INSTRUCTIONS FOR THE TASK ▸
Can you write out all the material below again, swapping every "one pin per instance" for "a single pin for each instance" and leaving everything else unchanged?

DATA SUPPLIED ▸
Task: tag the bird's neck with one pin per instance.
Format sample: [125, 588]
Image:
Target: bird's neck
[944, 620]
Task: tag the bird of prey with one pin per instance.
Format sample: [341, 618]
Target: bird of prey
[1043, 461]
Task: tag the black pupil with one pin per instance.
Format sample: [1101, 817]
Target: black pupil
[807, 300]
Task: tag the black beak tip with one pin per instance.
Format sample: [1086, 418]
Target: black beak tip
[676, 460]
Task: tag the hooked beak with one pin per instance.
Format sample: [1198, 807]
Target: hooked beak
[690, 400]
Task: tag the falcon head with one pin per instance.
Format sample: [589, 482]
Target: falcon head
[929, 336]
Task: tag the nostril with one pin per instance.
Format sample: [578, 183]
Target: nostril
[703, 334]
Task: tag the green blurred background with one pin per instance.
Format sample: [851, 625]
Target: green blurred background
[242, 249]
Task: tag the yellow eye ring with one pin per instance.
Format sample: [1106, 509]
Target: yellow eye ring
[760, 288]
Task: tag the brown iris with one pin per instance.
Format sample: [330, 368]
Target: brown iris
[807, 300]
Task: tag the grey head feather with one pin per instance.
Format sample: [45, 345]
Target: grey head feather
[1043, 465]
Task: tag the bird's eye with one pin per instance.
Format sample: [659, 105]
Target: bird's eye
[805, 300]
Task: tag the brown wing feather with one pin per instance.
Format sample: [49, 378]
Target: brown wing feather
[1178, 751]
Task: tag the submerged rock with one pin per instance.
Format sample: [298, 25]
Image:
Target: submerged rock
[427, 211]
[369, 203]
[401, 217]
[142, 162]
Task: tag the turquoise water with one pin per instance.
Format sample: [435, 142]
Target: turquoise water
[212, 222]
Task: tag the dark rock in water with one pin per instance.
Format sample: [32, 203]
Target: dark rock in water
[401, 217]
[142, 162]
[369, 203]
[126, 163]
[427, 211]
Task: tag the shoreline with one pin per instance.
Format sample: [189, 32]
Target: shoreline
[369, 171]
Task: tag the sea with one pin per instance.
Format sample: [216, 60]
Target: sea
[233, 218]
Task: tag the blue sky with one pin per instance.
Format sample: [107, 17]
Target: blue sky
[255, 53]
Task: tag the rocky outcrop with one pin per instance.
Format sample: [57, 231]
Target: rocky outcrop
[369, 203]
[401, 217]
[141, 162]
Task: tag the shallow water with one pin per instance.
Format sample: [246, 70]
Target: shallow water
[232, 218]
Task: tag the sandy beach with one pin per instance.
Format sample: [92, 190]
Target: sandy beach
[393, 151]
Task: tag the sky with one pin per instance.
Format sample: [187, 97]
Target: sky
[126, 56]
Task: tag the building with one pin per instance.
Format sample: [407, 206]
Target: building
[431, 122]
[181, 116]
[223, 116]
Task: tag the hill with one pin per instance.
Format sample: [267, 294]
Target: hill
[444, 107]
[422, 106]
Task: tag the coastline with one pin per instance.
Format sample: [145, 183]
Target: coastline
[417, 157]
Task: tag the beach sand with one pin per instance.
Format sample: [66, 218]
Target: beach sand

COMPLETED EXERCISE ▸
Task: tag the bird's neck with a single pin for each instance.
Format sample: [125, 588]
Image:
Target: bird's neck
[944, 620]
Task: tag the bird of prey with a single pin for each instance.
Format sample: [341, 618]
Target: bird of prey
[1043, 461]
Task: tag the black pupil with a single pin for each instance.
Format sample: [1101, 817]
Target: black pupil
[807, 300]
Task: tag the black beak tip with a single pin for each instance.
Format sample: [1086, 418]
Target: black beak tip
[676, 460]
Task: tag the hooked beak with a single pin for each instance.
Format sample: [1198, 807]
Target: hooked beak
[690, 400]
Task: tag the falcon head with a single pin for each instance.
Format sample: [589, 482]
Target: falcon head
[929, 336]
Task: tag the nostril with a single pin for each instance.
Format sample: [578, 183]
Target: nostril
[703, 334]
Task: tag the green blurred background with a single pin for each instance.
Format sample: [851, 625]
Target: green blurred background
[242, 249]
Task: tag the yellow eye ring with a single pin for each instance.
Format sample: [1106, 509]
Target: yellow eye ring
[760, 288]
Task: tag the brown iris with a single pin for each instance.
Format sample: [330, 368]
Target: brown iris
[807, 300]
Task: tag the grey head feather with a single pin for each instance.
Format sample: [45, 345]
Target: grey head feather
[1043, 465]
Task: tag the bird's eye with a single pin for each instance.
Format sample: [659, 105]
Target: bird's eye
[805, 300]
Task: tag the brown wing feather with a single pin for each instance.
Format sample: [49, 378]
Target: brown wing feather
[1178, 751]
Task: tag the submerged rock with a single pin for each instance.
Format sample: [298, 25]
Image:
Target: submerged rock
[427, 211]
[369, 203]
[401, 217]
[142, 162]
Task: tag the turquoise water with a single pin for each instance.
Format sample: [435, 142]
Target: turquoise water
[212, 222]
Task: tag the dark rock in water with a single pin for each instance.
Format sample: [32, 203]
Target: dark rock in water
[401, 217]
[142, 162]
[369, 203]
[126, 163]
[427, 211]
Task: tag the shoreline with a single pin for each instance.
Format sample: [189, 32]
Target: shoreline
[369, 171]
Task: tag the sea with a single pin for each instance.
Format sample: [216, 60]
Target: sea
[233, 218]
Task: tag the blue sky with a single pin for each instance.
Format sample: [107, 17]
Target: blue sky
[255, 53]
Task: tag the rocky outcrop with a single pin for each instance.
Format sample: [57, 231]
Target: rocky outcrop
[369, 203]
[401, 217]
[141, 162]
Task: tag the shallow water with a single pin for each instance.
Format sample: [246, 70]
Target: shallow water
[232, 218]
Task: tag the sandy beach with a single pin for each instance.
Format sample: [92, 190]
Target: sandy beach
[393, 151]
Task: tag the sky with a single pin for each instance.
Format sample: [187, 97]
Target: sky
[126, 56]
Task: tag the building with a single pin for each instance.
Format sample: [407, 206]
Target: building
[431, 122]
[181, 116]
[223, 116]
Task: tag the hill with a single pin for each instance.
Format sample: [267, 294]
Target: hill
[444, 107]
[422, 106]
Task: tag the coastline with a single pin for each instance.
Format sample: [145, 183]
Target: coastline
[417, 157]
Task: tag the beach sand with a single pin for each instance.
Format sample: [66, 218]
Target: beach sand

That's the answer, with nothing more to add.